### WHAT IS NEEDED
Report every line below that contains the string "above", copying each such line in full.

### THE DATA

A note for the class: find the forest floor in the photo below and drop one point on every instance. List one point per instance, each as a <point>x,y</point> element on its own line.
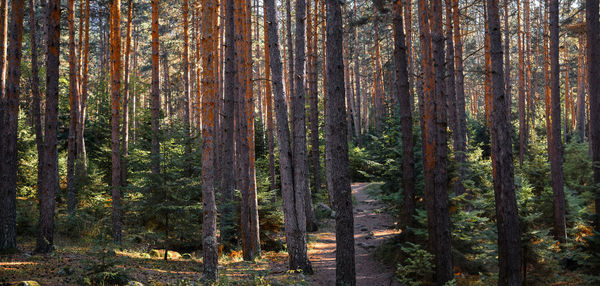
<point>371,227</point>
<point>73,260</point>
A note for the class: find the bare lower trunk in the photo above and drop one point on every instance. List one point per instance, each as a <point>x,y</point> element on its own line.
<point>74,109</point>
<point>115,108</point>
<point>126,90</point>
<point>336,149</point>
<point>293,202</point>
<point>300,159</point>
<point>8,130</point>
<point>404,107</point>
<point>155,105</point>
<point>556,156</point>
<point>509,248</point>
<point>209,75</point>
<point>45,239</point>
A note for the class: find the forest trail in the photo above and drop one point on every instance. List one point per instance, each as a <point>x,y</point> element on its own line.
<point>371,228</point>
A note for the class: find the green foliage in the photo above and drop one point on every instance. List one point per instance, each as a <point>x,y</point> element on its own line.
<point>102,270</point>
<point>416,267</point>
---
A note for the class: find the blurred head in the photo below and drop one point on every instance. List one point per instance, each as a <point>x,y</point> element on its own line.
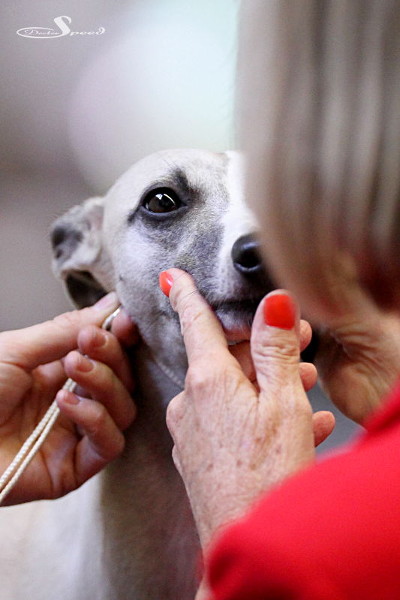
...
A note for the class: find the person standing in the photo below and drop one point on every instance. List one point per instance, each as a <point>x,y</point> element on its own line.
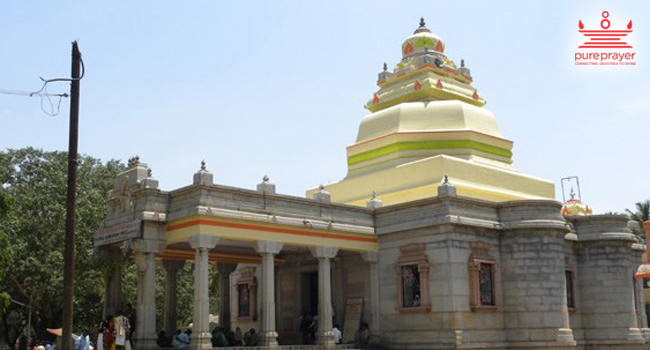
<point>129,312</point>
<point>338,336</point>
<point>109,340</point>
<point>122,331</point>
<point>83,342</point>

### OUTPUT OF THE EXERCISE
A note for the class: find the bare lower trunk in the photo above and drop one point on every instance. List one point per instance, each as a <point>x,y</point> element on its own line.
A note for the class: find the forest trail in the photo above and drop one point on every instance. List one point per instance, each as a <point>x,y</point> element on its own line.
A note for the class: find the green foliage in the photo above and drop one point on every instance. List one point per instance, each as a <point>x,y</point> element on its own line.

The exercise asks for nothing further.